[Image-grounded pointing data]
────────────────

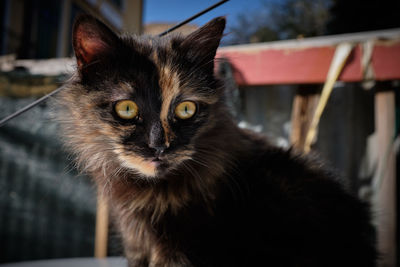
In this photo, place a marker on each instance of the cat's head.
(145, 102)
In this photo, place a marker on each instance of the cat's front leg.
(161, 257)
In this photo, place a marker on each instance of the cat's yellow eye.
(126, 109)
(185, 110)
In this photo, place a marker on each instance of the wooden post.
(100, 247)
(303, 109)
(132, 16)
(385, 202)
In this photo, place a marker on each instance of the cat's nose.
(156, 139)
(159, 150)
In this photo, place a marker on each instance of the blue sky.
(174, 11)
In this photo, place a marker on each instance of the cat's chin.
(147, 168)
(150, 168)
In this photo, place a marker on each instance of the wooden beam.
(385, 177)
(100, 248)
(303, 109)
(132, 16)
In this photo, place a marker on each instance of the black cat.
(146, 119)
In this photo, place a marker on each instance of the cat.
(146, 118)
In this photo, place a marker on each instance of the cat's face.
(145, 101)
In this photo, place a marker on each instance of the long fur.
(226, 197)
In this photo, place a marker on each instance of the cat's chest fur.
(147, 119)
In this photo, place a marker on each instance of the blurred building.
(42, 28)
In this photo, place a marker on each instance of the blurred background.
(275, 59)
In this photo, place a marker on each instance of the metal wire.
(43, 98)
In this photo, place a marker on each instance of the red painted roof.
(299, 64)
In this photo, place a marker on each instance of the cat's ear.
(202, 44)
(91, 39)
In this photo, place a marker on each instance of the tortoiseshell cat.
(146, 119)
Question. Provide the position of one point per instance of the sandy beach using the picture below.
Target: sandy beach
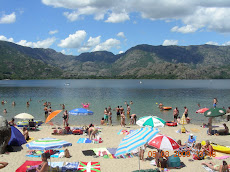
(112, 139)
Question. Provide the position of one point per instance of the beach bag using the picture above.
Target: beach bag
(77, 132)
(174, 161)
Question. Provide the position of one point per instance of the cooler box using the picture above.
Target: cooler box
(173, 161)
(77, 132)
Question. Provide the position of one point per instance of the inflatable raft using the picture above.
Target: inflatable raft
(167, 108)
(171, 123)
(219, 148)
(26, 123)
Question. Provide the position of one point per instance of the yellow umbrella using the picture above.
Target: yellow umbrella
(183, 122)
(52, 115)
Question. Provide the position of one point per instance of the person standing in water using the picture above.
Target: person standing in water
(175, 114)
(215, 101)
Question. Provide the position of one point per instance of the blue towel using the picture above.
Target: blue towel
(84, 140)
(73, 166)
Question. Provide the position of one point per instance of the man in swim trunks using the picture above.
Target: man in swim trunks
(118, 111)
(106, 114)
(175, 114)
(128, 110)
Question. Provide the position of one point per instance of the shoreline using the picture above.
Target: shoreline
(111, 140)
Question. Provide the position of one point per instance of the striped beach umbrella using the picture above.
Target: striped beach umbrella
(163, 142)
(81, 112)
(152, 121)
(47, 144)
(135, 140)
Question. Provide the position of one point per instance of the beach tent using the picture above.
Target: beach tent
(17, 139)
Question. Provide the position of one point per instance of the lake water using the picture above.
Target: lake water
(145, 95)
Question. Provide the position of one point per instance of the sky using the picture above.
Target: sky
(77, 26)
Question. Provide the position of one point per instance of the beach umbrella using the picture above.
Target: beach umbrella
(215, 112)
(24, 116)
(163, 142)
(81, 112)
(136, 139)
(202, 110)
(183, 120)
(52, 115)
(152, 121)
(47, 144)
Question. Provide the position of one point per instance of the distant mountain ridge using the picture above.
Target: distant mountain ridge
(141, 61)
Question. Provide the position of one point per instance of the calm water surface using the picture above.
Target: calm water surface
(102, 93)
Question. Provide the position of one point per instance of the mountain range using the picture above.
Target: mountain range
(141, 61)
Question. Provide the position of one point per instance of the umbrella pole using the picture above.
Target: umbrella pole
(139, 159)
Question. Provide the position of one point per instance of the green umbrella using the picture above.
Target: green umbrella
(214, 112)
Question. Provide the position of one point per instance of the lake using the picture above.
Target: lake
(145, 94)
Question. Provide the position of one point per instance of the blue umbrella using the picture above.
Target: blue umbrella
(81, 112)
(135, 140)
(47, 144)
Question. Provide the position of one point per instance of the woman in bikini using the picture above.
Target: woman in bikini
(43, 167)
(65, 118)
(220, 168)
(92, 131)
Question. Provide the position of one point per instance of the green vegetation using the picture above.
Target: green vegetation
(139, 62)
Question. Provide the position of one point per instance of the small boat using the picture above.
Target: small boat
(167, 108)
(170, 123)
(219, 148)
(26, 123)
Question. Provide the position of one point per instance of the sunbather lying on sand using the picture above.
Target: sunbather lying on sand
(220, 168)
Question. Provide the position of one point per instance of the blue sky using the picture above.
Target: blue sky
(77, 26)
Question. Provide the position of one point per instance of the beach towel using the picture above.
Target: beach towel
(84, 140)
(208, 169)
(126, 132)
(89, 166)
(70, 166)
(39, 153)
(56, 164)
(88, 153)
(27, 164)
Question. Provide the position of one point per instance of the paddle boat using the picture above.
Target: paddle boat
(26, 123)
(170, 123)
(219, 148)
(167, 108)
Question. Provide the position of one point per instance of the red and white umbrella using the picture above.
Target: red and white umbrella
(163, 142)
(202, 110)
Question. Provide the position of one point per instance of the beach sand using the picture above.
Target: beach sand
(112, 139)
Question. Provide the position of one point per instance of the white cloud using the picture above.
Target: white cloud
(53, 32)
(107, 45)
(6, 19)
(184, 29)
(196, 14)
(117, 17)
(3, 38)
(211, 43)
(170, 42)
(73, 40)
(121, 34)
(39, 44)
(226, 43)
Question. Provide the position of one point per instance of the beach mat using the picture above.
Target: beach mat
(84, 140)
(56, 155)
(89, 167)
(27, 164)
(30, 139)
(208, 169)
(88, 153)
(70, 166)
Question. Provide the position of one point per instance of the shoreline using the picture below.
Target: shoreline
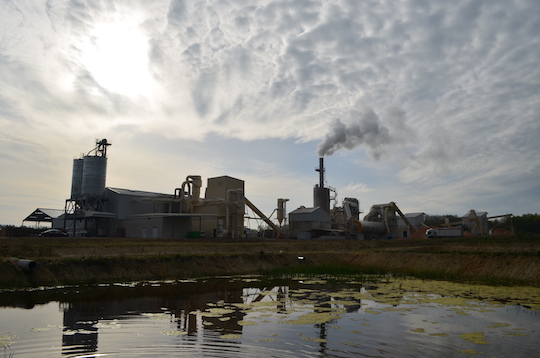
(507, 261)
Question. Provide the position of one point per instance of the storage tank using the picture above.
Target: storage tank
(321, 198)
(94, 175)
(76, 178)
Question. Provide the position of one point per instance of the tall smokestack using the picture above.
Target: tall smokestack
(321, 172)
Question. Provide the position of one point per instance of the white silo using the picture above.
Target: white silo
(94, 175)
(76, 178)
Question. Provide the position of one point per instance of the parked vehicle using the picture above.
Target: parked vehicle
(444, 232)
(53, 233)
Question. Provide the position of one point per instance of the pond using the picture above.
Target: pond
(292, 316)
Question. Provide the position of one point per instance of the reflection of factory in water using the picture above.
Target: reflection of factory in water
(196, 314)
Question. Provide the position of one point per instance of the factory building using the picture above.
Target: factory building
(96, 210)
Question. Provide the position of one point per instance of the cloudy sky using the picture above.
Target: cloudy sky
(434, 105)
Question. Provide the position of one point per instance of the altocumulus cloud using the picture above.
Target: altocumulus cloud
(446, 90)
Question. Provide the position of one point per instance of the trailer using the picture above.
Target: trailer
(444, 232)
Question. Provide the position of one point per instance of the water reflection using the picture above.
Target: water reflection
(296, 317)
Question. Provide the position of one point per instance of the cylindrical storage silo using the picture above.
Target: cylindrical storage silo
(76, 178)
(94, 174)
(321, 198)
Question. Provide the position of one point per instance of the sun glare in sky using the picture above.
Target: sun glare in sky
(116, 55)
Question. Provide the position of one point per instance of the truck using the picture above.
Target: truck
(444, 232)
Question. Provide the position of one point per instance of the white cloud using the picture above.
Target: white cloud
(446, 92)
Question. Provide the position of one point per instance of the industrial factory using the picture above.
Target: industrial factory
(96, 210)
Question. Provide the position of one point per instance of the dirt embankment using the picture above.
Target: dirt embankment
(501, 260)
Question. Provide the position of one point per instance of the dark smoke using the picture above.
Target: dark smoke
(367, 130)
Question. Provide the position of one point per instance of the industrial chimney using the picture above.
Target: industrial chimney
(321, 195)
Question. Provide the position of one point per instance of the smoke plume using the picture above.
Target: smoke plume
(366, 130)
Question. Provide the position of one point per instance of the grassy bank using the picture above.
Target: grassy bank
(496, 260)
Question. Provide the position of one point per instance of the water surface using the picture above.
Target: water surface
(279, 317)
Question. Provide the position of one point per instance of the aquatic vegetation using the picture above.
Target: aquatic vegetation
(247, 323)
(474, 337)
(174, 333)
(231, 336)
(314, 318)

────────────────

» Task details:
Report, for the data above, every line in which the string "below" appears.

» Completed exercise:
Question. Provide the position of one point per instance of the sandy beach using the picture below.
Question. Provide the position of one point per instance of the shoreline using the picture below.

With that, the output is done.